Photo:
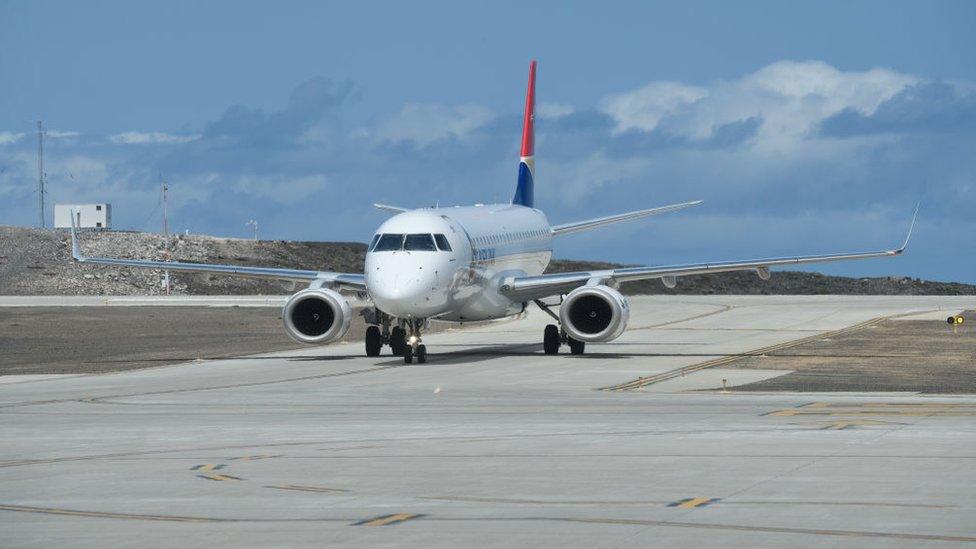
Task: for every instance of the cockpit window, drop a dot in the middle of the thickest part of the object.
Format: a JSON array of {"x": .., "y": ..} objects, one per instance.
[
  {"x": 389, "y": 243},
  {"x": 419, "y": 243},
  {"x": 442, "y": 243}
]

GOAL OF THE EXERCISE: Write the lines above as a JSON list of strings, one string per line, skipping blank lines and leaving out the pictures.

EXERCISE SOLUTION:
[
  "Photo:",
  "Task: for every instance of the cockpit window, drop a dot in the middle of the thickest part of the object.",
  "Format: a JSON array of {\"x\": .., \"y\": ..} objects, one per instance.",
  "[",
  "  {\"x\": 389, \"y\": 243},",
  "  {\"x\": 419, \"y\": 243},",
  "  {\"x\": 442, \"y\": 243}",
  "]"
]